■ Written exercise
Please reproduce the entries below, substituting "whole-number pixel coordinates" for every occurrence of "integer pixel values" and leaving everything else unchanged.

■ Data extract
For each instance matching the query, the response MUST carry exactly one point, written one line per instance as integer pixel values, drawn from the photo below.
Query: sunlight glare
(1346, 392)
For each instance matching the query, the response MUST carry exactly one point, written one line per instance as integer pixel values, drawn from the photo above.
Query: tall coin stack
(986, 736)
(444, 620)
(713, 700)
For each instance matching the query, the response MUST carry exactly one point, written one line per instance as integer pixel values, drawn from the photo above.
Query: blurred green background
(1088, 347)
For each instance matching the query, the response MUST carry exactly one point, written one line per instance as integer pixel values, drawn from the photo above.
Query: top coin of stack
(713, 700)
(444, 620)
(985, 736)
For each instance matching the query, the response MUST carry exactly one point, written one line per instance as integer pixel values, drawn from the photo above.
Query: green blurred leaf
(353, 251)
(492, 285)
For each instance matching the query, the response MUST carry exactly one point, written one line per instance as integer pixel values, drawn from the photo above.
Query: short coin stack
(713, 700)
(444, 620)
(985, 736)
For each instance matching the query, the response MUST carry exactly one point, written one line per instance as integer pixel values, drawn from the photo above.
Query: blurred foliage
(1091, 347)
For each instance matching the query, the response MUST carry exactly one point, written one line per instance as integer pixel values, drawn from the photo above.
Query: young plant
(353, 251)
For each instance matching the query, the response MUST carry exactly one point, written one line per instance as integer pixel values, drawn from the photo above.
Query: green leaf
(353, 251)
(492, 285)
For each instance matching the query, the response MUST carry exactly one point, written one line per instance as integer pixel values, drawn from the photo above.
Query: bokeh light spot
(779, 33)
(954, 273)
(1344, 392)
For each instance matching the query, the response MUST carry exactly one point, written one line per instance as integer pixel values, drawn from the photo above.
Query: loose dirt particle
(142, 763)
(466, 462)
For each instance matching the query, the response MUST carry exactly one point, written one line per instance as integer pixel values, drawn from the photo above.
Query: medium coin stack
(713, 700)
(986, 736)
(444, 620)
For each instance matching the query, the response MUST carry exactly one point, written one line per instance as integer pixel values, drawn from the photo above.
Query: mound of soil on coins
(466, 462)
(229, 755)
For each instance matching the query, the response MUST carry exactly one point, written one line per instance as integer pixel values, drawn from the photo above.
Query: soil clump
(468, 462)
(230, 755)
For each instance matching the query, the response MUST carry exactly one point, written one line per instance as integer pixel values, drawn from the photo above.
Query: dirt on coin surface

■ The result
For each instance matching the query, the response MUST carry exactly one point, written one line per instance as whole-number pixel coordinates, drawn from the photo below.
Query: sunlight glare
(1346, 392)
For each instance matching the query, the response MUST carry exactly one point, written one line per instance as whole-number pixel coordinates, drawn from the photo above.
Query: tall coin stack
(986, 736)
(444, 620)
(713, 700)
For each instance matching the query, the response MUST carry exactly one point, written one line per instance as whole-number pixel coordinates, drawn from the photo above.
Query: blurred green background
(1088, 347)
For each instance matching the query, the response MUST carry exactly one point, written one line per instance as whole-number pixel coordinates, drawn from the photo above.
Query: top coin of stack
(713, 700)
(444, 620)
(985, 736)
For each instance matching the query, the response MUST carry exactly one point, written one line per instance as whole-number pixel coordinates, drawn from the photo above.
Query: green blurred leaf
(353, 251)
(492, 285)
For each instance matching the query, the response MUST carry exactly one point, written one line per instance as whole-number pixel coordinates, drawn from the photo above.
Query: short coin stack
(713, 700)
(444, 620)
(985, 736)
For each instance matching the query, the response MUST carry exactly one point, written one line per instance as whole-number pixel coordinates, drawn from the photo above.
Query: blurred foliage
(1091, 347)
For each instance matching the query, the response MUST carry exactly one point, written one line per instance as whole-number pixel coordinates, drawn from the photo above.
Query: young plant
(353, 251)
For each instance matching the query, the response MUST carry exactly one point, written one line per instance as whole-number pixel coordinates, drawn from the photo above.
Query: green leaf
(353, 251)
(492, 285)
For each instance matching the query, the response MUST carry exactly one point, written one line per instance as whole-number pixel coordinates, drawn from the photo above.
Query: bokeh light spot
(779, 33)
(954, 273)
(1344, 392)
For each instance matching the query, the response MUST carry exactly one point, written one line per instance as whole-number pixel coordinates, drawn from the photo above.
Query: loose dirt particle
(142, 763)
(466, 462)
For each instance matching the query, the response MUST carry exactly one point, written one line per instance as whole-number pixel coordinates, drawn from the photo above.
Query: medium coin stack
(713, 700)
(986, 736)
(444, 620)
For each instance matching the query, the response MUST carry exactly one point, written one line per instance as whole-number pixel coordinates, drawn from the photo above.
Query: mound of soil on coins
(466, 462)
(229, 755)
For each instance matching the query, the response MUST carry exactly one point, written one line per instance as whole-number pixel coordinates, drawn from the photo above.
Query: soil clump
(468, 462)
(230, 755)
For each instance matching the query, the response MUST carry exactly one point, written one line per instance as whole-number pixel coordinates, drawn from the photo above.
Query: dirt on coin surface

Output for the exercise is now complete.